• [DIRECTIVE]
Rewrite the material from the line with "of the knobby" up to and including the line with "[[48, 179]]", adding 134 to every coordinate in the point lists and keeping all other wording unchanged. Leave the pictures out of your version.

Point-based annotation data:
*****

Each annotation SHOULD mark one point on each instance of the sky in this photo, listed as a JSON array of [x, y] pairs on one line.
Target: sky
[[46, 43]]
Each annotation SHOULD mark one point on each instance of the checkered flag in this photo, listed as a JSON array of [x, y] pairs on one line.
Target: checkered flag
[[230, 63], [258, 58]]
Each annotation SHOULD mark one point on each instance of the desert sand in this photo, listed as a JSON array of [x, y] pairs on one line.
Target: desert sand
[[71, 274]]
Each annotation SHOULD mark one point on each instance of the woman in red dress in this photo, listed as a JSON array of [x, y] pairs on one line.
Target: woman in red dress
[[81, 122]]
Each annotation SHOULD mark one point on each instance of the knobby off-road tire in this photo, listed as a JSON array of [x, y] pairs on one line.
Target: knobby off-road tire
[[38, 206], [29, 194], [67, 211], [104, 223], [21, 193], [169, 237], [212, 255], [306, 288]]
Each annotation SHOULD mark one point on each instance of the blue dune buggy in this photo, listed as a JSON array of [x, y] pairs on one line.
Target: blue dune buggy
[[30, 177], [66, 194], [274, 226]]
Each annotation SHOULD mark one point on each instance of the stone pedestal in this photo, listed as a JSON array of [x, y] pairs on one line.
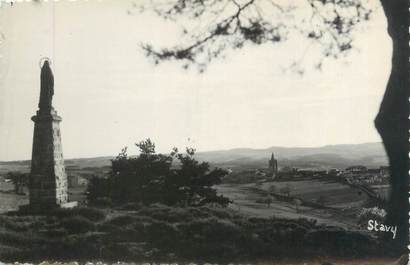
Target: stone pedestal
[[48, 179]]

*****

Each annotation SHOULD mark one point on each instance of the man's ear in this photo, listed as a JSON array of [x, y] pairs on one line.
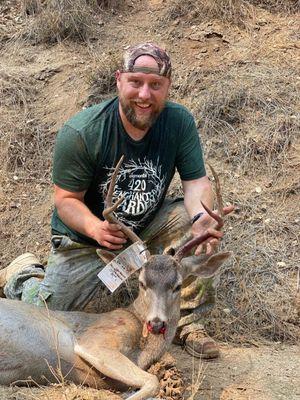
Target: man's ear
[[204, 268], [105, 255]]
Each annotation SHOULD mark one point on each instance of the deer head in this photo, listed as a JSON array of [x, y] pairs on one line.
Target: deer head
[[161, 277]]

*****

• [THE RESULT]
Each annotation SHOULD mark one point on each instance of the knobby off-road tire in this photo, listed as a JSON array of [x, y] pairs on one line.
Target: knobby off-road tire
[[172, 340], [163, 328], [201, 345], [238, 357], [155, 327], [303, 371], [346, 389], [440, 422]]
Each annotation SHOULD mark one point on each instance of the blue dune buggy in this photo, listed as a JSON array of [x, y] pairs on one line.
Target: blue dune buggy
[[164, 311], [200, 328], [408, 360]]
Each annotation SHOULD mark one point on each instance of the stone pedestal in this photo, listed as a JSON array of [x, y] pairs on one line.
Target: stone pedestal
[[182, 313]]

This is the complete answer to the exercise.